> [Goal A]
In the pointer arithmetic page below, take the part that opens with the words containing "UMBC CS 201, Spring" and closes with "what you think.". Write it out again with "warning" replaced by "caution".

> [Selected text]

%%

UMBC CS 201, Spring 02
Pointer arithmetic
Another word of warning: you are allowed to add constants to
a pointer, but the result may not be what you think.
The following example shows that adding 1 to a character pointer, an
integer pointer and a double pointer, adds 1, 4 and 8 respectively to
the addresses stored in the pointers.
ptr_add
The Program
/*********************************************
File: ptr_add.c
Author: S. Bogar
Date: 1/1/99
Section: 101
SSN: 123-45-6789
EMail: bogar@cs.umbc.edu
Pointer addition is not what you think
**********************************************/
#include
int main()
{
char c, *cPtr ;
int i, *iPtr ;
double d, *dPtr ;
cPtr = &c ;
iPtr = &i ;
dPtr = &d ;
printf("\nThe addresses of c, i and d are:\n") ;
printf("cPtr = %p, iPtr = %p, dPtr = %p\n",
cPtr, iPtr, dPtr) ;
cPtr = cPtr + 1 ;
iPtr = iPtr + 1 ;
dPtr = dPtr + 1 ;
printf("\nThe new values of cPtr, iPtr and dPtr are:\n") ;
printf("cPtr = %p, iPtr = %p, dPtr = %p\n\n",
cPtr, iPtr, dPtr) ;
printf("Sizeof char = %d\n", sizeof(char) ) ;
printf("Sizeof int = %d\n", sizeof(int) ) ;
printf("Sizeof double = %d\n", sizeof(double) ) ;
return 0;
}
The Sample Run
The addresses of c, i and d are:
cPtr = 0x7ffffaa7, iPtr = 0x7ffffa9c, dPtr = 0x7ffffa90
The new values of cPtr, iPtr and dPtr are:
cPtr = 0x7ffffaa8, iPtr = 0x7ffffaa0, dPtr = 0x7ffffa98
Sizeof char = 1
Sizeof int = 4
Sizeof double = 8
Why?

%%

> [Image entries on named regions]

%%

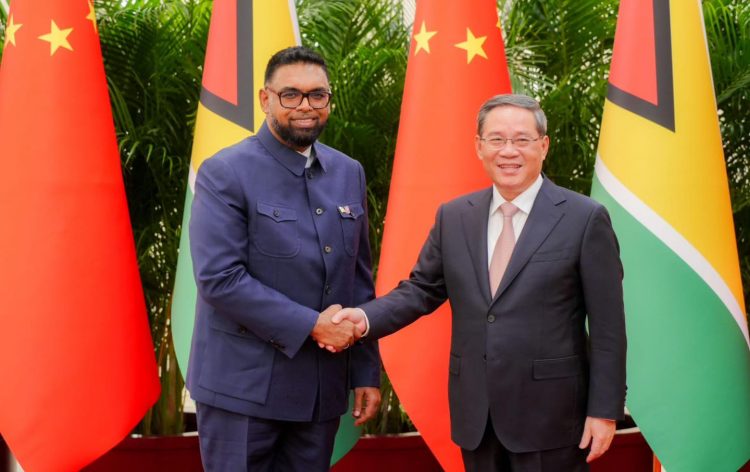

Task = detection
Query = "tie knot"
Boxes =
[500,202,518,218]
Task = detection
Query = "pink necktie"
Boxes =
[490,202,518,297]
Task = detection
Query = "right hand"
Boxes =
[331,308,367,339]
[310,305,359,352]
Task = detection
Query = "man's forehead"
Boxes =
[271,62,328,88]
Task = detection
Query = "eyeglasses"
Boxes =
[266,87,333,110]
[479,136,544,151]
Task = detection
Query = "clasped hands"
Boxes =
[310,305,367,352]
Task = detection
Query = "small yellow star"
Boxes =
[86,0,99,34]
[414,20,437,56]
[4,14,23,46]
[39,20,73,56]
[455,28,487,64]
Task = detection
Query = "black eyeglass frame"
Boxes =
[265,86,333,110]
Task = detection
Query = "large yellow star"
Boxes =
[4,14,23,46]
[414,20,437,56]
[86,0,99,34]
[39,20,73,56]
[455,28,487,64]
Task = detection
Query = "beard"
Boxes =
[271,116,326,148]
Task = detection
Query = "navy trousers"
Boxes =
[197,403,339,472]
[461,418,589,472]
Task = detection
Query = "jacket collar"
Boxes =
[256,121,331,176]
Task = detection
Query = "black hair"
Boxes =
[265,46,328,84]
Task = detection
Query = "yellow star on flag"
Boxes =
[4,14,23,46]
[455,28,487,64]
[86,0,99,34]
[39,20,73,56]
[414,20,437,56]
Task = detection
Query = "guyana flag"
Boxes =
[591,0,750,472]
[0,0,159,472]
[171,0,359,462]
[376,0,510,471]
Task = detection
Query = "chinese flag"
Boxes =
[377,0,510,471]
[0,0,159,472]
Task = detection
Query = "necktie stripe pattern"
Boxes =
[490,202,518,297]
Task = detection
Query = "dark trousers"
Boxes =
[197,403,339,472]
[461,419,589,472]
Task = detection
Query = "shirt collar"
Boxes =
[490,174,544,215]
[256,121,328,175]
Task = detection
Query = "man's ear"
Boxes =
[258,88,270,114]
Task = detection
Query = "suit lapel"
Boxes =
[461,187,492,305]
[494,178,565,303]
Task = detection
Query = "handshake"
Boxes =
[310,305,367,352]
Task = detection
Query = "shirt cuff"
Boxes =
[355,308,370,338]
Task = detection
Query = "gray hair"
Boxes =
[477,93,547,136]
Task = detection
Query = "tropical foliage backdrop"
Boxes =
[0,0,750,434]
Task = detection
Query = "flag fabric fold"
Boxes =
[0,0,159,471]
[592,0,750,472]
[377,0,510,471]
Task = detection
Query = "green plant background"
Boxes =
[0,0,750,434]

%%

> [Goal B]
Return every line of the listing above that contains the word "trousers".

> [Full answer A]
UMBC CS 201, Spring 02
Pointer arithmetic
Another word of caution: you are allowed to add constants to
a pointer, but the result may not be what you think.

> [Full answer B]
Query = "navy trousers"
Query = "dark trousers"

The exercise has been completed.